À vrai dire, cela ne va pas fort en Europe non plus : combien en connaissons-nous qui, sans souffrir de la misère matérielle, vivent une vie désespérée ? Pas d’autres perspectives que de s’acheter des biens de consommation que, en outre, on a de moins en moins les moyens de s’acheter ; ou des ambitions ridicules – devenir chef de quelque chose – … N’est-ce pas le quotidien de beaucoup et même de la plupart de ceux que nous croisons chaque jour et qui ont l’air de vivre correctement (parce que ces misères-là ne se voient pas) ?

Ne disons pas que la barbarie a déferlé sur notre monde heureux, que la nuit soudain est tombée.

Il n’y avait qu’une petite pellicule de tranquillité, de douceur de vivre apparente, pour nous protéger d’une nuit de sang, mais, sans être sanglante, la nuit était déjà là.

Il était inévitable que certains passent du désespoir passif de la vie apparemment normale, au désespoir actif et meurtrier. Les plus fragiles de notre société sont ceux qui n’ont plus aucun enracinement, plus aucun lien véritable avec un monde où la vie était bouleversante de joies et de belles tristesses. Ce sont souvent des enfants d’immigrés qui n’ont plus l’identité de leurs parents et qui n’en ont pas trouvé une autre dans une France qui ne croit plus en rien et surtout pas en elle-même. Il faudra répéter encore et encore, quand on aura identifié les tueurs, que ceux-ci, ayant selon toute vraisemblance grandi en France, sont des produits de la société française, que c’est son désarroi qu’ils révèlent, et non pas un supposé atavisme sanglant.

*Consigne A*: Changez le segment du passage sur le désespoir qui va de « À vrai dire, cela » jusqu'à « se voient pas) ? » en y remplaçant « biens de consommation » par « produits de luxe ».
*Consigne B*: Relevez tous les mots du passage sur le désespoir qui appartiennent à la famille du mot « sang », ce dernier compris.
*Consigne C*: Reprenez la rédaction du passage sur le désespoir à la suite de sa dernière phrase.
Les données qui suivent n'ont aucun lien avec le passage sur le désespoir.

*Informations extraites*:
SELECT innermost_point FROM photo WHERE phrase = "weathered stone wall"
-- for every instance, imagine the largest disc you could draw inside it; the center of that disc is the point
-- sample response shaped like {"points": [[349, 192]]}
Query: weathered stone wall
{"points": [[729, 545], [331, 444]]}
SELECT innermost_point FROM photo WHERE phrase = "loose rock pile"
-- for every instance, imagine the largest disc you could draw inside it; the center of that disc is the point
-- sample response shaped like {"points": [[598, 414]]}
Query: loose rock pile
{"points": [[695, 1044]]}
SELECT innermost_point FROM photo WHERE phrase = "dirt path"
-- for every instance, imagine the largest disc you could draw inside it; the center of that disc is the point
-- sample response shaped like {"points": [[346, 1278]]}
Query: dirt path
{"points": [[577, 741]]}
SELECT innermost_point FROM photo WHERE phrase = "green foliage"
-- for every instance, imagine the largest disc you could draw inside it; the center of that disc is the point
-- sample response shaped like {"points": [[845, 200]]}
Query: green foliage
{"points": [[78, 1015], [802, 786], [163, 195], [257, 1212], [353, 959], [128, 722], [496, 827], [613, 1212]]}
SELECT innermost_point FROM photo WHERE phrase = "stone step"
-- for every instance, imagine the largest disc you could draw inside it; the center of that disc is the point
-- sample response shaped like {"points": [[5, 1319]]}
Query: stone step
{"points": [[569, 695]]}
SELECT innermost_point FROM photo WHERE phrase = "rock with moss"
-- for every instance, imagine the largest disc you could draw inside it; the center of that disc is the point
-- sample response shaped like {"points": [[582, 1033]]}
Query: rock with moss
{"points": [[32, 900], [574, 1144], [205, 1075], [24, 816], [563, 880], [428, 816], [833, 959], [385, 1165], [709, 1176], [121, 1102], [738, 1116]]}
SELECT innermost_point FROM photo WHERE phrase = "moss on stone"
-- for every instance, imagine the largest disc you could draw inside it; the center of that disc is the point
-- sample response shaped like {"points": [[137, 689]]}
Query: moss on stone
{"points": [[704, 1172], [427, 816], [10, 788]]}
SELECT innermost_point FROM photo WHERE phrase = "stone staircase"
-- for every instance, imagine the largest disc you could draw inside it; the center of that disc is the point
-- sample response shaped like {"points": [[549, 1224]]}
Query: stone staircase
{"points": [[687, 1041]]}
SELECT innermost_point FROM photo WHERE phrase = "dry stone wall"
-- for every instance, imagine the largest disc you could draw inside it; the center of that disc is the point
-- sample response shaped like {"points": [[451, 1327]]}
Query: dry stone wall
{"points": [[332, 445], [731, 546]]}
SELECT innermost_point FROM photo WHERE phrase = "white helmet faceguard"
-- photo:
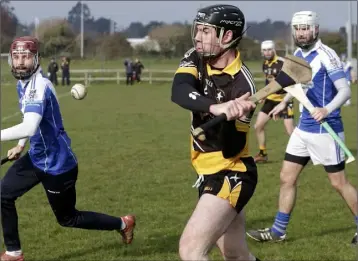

*Résultat obtenu A*:
À vrai dire, cela ne va pas fort en Europe non plus : combien en connaissons-nous qui, sans souffrir de la misère matérielle, vivent une vie désespérée ? Pas d’autres perspectives que de s’acheter des produits de luxe que, en outre, on a de moins en moins les moyens de s’acheter ; ou des ambitions ridicules – devenir chef de quelque chose – … N’est-ce pas le quotidien de beaucoup et même de la plupart de ceux que nous croisons chaque jour et qui ont l’air de vivre correctement (parce que ces misères-là ne se voient pas) ?

*Résultat obtenu B*: sang, sanglante, sanglant

*Résultat obtenu C*:
Pourquoi cela nous revient-il du Proche-Orient ?

« Il fallait bien que cela nous revienne. » Une question encore : pourquoi cela nous revient-il du Proche-Orient et pas d’ailleurs (car, on a beau savoir que les tueurs ont grandi en France, ils n’auraient pas agi s’il n’y avait, en Orient, des commanditaires) ?

Je n’examine même pas les explications essentialistes qui satisferont la grande majorité de nos compatriotes. « Ces gens-là sont comme ça, vous savez, et avec leur religion, en plus… » : beaucoup le diront, ceux qui ne le diront pas le penseront, et ceux qui ne le penseront pas, très peu nombreux, à un moment au moins, se demanderont s’ils ont tort de ne pas le penser. Pourtant, je crois inutile d’examiner cette explication ; je connais de trop près et de trop de façons le Proche-Orient pour ne pas savoir qu’elle ne vaut rien.

Les explications inverses (parce qu’elles ne connaissent que des accidents historiques alors que les précédentes voudraient tout expliquer par une essence permanente des peuples, anhistorique), qui nous font un cours de géopolitique de 2003 à 2015, ou de 1948 à 2015, ou de 1920 à 2015 ou de 1830 à 2015, etc… et qui expliquent les événements par des événements, sont plus recevables. Elles ont une part de vérité ; peut-être même sont-elles suffisantes. Cependant, il me semble qu’il leur manque quelque chose, qu’elles ne sont pas entièrement crédibles, qu’elles sont incomplètes.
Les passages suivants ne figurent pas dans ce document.